**SELECTED PASSAGE**
☆ ☆ ☆ ☆ ☆

As the temperature increases, tensile stresses such as yield stress typically decrease due to enhanced chain motion [12,21,22,33,34,35,36,37,38]. By elevating the temperature, chain motion is enhanced. The αa-relaxation temperature signals the onset of amorphous chain motion, related to the glass transition temperature, and crystalline chain motion is enhanced at the αc-relaxation temperature, as evaluated via dynamic mechanical analysis (DMA) [34,39,40,41]. The deformation behavior changes at the αa- and αc-relaxation temperatures due to changes in chain motion that contribute to deformation of crystalline and amorphous regions [18,37]. Tensile strength and dynamic modulus change at around the αc-relaxation temperature due to changes in crystallite stability and amorphous chain strength [34].
It is well known that crystalline polymers’ structures and tensile properties can be manipulated by elongation [13,42,43,44,45,46]. For instance, the shish-kebab structure, consisting of extended crystalline chains (shish) assembled with folded-chain crystalline lamellae (kebab), is formed by orientation crystallization [47,48]. The tensile strength of shish-kebab crystals increases with increased crystallinity and interlocking of the crystals, which decrease deformability [45,46,49]. Macroscopically arranged stacked layer structures consisting of hard crystalline lamellae and soft amorphous layers, obtained by heat elongation, exhibit high strength due to yielding suppression, which prevents the lamella fracture and void formation [50,51]. Impact strength is improved by stretching and adding nucleation agent [52]. Tensile modulus and strength improve after biaxial heat elongation due to the formation of a nanosized fiber-like network and reduction in lamellar size [53]. Large-scale molecular dynamics simulations reproduce the improved tensile properties caused by decreased lamellar size [54]. Highly strong and transparent film was obtained due to the refinement of lamellae by heat elongation in crystallized cyclo olefin polymers [55]. It has also been reported that the increase in stress during strain hardening is enhanced by the cross-linked crystal network [44,56], as observed in elastomers due to their topological network structure [57]. Although there are various methods and concepts for strengthening by elongation, the process is usually only evaluated at room temperature. Therefore, the temperature dependences of highly strong heat-elongated crystalline polymers remain unclear, even though high-temperature tensile properties are significant for understanding strengthening mechanisms and applications.

☆ ☆ ☆ ☆ ☆

**RAW DATA**
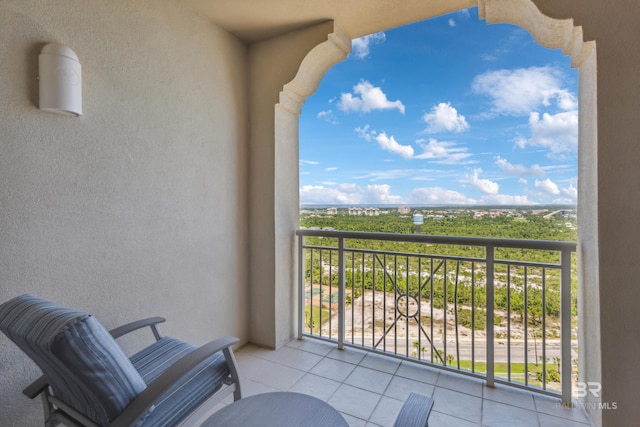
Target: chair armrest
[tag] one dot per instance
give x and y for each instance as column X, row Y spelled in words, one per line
column 138, row 324
column 146, row 399
column 35, row 388
column 414, row 412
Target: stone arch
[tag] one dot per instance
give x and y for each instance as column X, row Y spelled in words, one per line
column 548, row 32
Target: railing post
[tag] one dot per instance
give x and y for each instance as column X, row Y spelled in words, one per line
column 341, row 292
column 565, row 325
column 489, row 322
column 301, row 267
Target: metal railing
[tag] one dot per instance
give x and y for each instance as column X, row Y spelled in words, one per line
column 498, row 309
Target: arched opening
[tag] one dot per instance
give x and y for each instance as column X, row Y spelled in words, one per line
column 549, row 33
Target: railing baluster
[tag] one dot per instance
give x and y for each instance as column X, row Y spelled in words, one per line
column 301, row 294
column 509, row 322
column 320, row 257
column 490, row 306
column 473, row 316
column 341, row 293
column 526, row 328
column 565, row 325
column 544, row 329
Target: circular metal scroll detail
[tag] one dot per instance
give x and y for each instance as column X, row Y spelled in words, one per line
column 407, row 306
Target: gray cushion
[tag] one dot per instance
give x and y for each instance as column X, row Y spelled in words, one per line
column 82, row 362
column 188, row 392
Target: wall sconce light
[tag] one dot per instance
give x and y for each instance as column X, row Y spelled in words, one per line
column 60, row 80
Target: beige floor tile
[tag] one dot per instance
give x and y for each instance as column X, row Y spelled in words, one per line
column 457, row 404
column 320, row 387
column 386, row 412
column 495, row 414
column 354, row 401
column 380, row 363
column 369, row 379
column 399, row 388
column 333, row 369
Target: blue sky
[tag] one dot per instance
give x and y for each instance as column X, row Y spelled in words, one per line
column 445, row 111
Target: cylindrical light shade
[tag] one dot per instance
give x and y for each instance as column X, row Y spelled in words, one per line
column 60, row 80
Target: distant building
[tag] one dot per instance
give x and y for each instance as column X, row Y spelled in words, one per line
column 372, row 211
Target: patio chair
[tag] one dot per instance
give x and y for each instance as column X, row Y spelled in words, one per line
column 89, row 381
column 414, row 412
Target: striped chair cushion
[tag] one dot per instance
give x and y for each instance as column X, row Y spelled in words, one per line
column 82, row 362
column 190, row 391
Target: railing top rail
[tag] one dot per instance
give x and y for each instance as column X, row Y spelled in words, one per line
column 552, row 245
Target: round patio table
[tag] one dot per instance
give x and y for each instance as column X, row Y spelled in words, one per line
column 277, row 409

☆ ☆ ☆ ☆ ☆

**WHAT NEEDS TO BE DONE**
Continue the passage on the strength of crystalline polymers at high temperature, starting after its last sentence.

**TASK ANSWER**
In this paper, to understand the strengthening ability of uniaxially heat-elongated crystalline polymers at high temperatures, we investigated the temperature dependence of their tensile properties using tensile testing and DMA. We chose polypropylene (PP) as the crystalline polymer for this study, because its αa- and αc-relaxation temperatures can be detected, allowing us to analyze crystalline and amorphous chain motion at various temperatures [34,39]. Small-angle X-ray scattering (SAXS) and DSC measurements were discussed to clarify the characteristic deformation behavior of the heat-elongated PPs at different temperatures by comparing the values with those of the unelongated PP.

2. Materials and Methods

2.1. Materials

The polypropylene (PP) used in this study was isotactic polypropylene supplied by Prime Polymer Co., Ltd., Tokyo, Japan (Prime Polypro J-703GR), with a melt flow rate (MFR) of 9.6 g/10 min.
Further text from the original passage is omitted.